DATA FOR THIS TASK
━━━

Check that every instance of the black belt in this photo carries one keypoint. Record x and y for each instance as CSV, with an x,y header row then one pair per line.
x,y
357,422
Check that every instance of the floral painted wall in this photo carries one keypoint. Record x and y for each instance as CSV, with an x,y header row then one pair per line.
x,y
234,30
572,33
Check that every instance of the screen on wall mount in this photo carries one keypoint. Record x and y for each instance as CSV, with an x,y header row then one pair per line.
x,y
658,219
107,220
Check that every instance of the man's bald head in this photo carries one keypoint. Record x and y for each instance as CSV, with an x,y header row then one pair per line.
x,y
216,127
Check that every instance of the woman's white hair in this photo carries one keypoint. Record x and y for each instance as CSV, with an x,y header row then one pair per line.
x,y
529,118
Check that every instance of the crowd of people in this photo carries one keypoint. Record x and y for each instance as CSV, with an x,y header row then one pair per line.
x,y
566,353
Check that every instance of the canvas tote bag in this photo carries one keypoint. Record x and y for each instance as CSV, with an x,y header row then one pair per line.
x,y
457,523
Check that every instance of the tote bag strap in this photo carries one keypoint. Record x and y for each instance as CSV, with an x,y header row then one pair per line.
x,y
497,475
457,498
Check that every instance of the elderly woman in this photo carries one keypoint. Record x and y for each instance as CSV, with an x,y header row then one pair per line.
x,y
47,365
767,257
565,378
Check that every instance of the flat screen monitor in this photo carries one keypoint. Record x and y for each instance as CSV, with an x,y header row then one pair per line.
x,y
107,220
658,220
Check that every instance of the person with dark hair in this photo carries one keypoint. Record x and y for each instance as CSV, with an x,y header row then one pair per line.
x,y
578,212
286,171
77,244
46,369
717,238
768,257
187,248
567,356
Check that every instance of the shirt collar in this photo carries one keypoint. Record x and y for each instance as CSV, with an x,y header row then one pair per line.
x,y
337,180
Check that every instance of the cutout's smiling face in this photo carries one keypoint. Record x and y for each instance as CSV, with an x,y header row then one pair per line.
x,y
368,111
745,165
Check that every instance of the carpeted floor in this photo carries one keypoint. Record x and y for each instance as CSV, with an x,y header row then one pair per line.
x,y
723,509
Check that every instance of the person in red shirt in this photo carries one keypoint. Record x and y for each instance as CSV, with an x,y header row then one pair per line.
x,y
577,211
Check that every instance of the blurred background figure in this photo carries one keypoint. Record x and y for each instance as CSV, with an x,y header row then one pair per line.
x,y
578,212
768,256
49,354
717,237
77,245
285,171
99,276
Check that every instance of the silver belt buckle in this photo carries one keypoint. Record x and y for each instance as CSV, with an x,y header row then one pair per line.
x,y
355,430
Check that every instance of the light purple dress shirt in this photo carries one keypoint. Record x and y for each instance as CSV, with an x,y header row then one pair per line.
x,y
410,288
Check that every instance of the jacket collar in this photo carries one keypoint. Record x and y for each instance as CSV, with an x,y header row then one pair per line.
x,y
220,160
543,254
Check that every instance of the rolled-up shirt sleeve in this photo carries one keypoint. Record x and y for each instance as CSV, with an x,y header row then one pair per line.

━━━

WHAT THE EXERCISE ASKS
Write out every item above verbatim, line for line.

RESULT OF THIS EXERCISE
Check that every instance of the black belt in this photo carries one keypoint. Record x and y for each instance as CSV, with an x,y header row then one pair per line.
x,y
357,422
Check that every instance of the floral painted wall in this photo carries one keypoint. Record x and y for each instance as CSV, with an x,y header row then one pair per line.
x,y
234,30
572,33
Check that every instance of the screen on wall mount in this photo carries one keypoint. Record x and y for each instance as CSV, with an x,y header row then one pair per line.
x,y
658,219
107,220
Check that every instance of the man's bald head in this photo carries one keypoint. Record x and y for each instance as CSV, with an x,y header row then one pair per line.
x,y
216,127
Check that every instance of the woman's white hair in this photo carries one keypoint. Record x and y for each instance as CSV, with an x,y header row then one pair per line.
x,y
529,118
Check that every instance of the crowd of people in this photo carries one keypoint. Record x and y for each instance as CSV, with an x,y header row then one pair per line.
x,y
566,353
Check that every instance of the canvas tote bag in this photo carries one keypoint. Record x and y for each instance as CSV, with an x,y header row then one pair per line.
x,y
457,523
Check that every instance of the tote bag strap in this photo carries one keypoint. Record x and y for each instance as CSV, with an x,y header row then one pair per line.
x,y
497,475
457,498
Check that every instance of the elderly woman in this photo carries one keypoint. Record x and y for each instance as CSV, with an x,y header row then one pair per line.
x,y
47,365
767,257
565,378
Check that every instance of the flat screen monitor in this photo carries one keypoint. Record x and y for each instance as CSV, with an x,y header row then one pair per line.
x,y
107,220
658,220
Check that every instance of the person with dark hair in this photo carries one keypoint. Record x and y for each instance as CSV, with an x,y header row then one pair per line.
x,y
578,212
286,171
77,244
46,369
717,238
768,257
187,248
567,356
Check that every instance of the shirt collar in this photo carries one keypoint. Record x and y for each instance as CSV, with an x,y header row then one pair per line.
x,y
337,180
Check that every instance of the cutout's smiling face in this photo carries one keypoint. Record x and y for each instance as CSV, with an x,y header row then one pair per line.
x,y
368,111
745,165
Check that every instance of the carpeted floor in this photo carries one keypoint. Record x and y for each instance as CSV, with an x,y header row then one pair per line.
x,y
723,509
Check that every instance of the person in red shirt in this photo carries one keypoint. Record x and y for each instance as CSV, with an x,y header row then one pair per line.
x,y
577,211
Check that every instance of the blurred background figure in this photo carries one keypoint. Record x and y for each instance as CSV, with an x,y header row then one pair per line.
x,y
578,212
768,256
49,354
717,237
77,245
285,171
99,276
Check that every instance of the silver belt buckle in this photo carries one keypoint. Record x and y for each instance as CSV, with an x,y header row then one pair per line.
x,y
355,430
Check that every instance of the light purple dress shirt in this photo carries one keypoint. Record x and y for each instance as CSV, with an x,y header row then one pair per line.
x,y
410,288
Check that every instance of the jacket collar in this photo carries one keypoint. Record x and y for each instance as CSV, with an x,y header row then one pair per line.
x,y
220,160
543,254
Check that every instance of the rolled-up shirt sleeve in this photo carries one keypoint. Record x and y for each instance as CSV, with an x,y header row then one pair per line.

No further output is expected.